• Source extract

********************

Several Medtronic shareholders on Thursday criticized a controversial proposed merger between the company and Covidien, an Irish-based medical device maker.
At Medtronic's annual shareholder meeting, the shareholders expressed concern that the deal will expose them to hefty capital gains taxes. The $42.9 billion deal would let Medtronic move its legal headquarters for tax purposes from the Twin Cities to Dublin.
Medtronic is proceeding with the plan, despite intense political heat.
That's drawn criticism from some Democrats — including President Obama — who say so-called tax inversion arrangements are unpatriotic and while legal, are not the right thing to do.
Medtronic officials says the deal with Covidien won't reduce its U.S. taxes. Instead, they argue that the transaction will enable it to invest billions of dollars in foreign profits in the United States — while avoiding U.S. taxes on overseas profits that have already been taxed by foreign governments.
The company says that, like many multi-national corporations, it has kept foreign profits outside the U.S. to avoid double taxation.

********************

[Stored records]
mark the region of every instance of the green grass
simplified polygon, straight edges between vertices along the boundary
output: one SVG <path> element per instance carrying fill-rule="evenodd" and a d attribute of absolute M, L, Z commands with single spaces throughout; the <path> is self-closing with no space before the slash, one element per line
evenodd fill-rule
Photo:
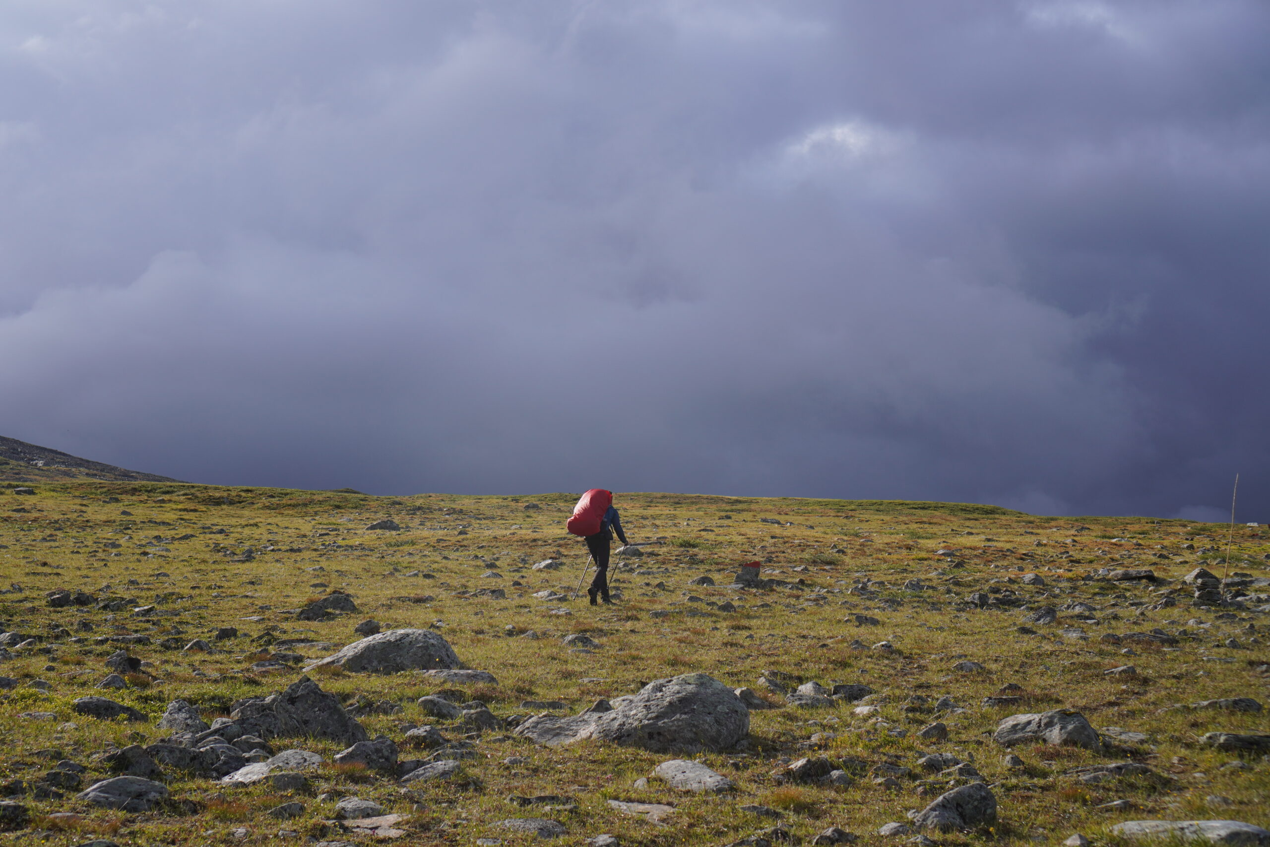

********************

• Questions on the material
[A] In the Medtronic merger article, what concern did shareholders raise at the annual meeting?
[B] Reproduce the stretch of the Medtronic merger article from "That's drawn criticism" through "thing to do.".

• Task-by-task outputs
[A] They were concerned that the deal will expose them to hefty capital gains taxes.

[B]
That's drawn criticism from some Democrats — including President Obama — who say so-called tax inversion arrangements are unpatriotic and while legal, are not the right thing to do.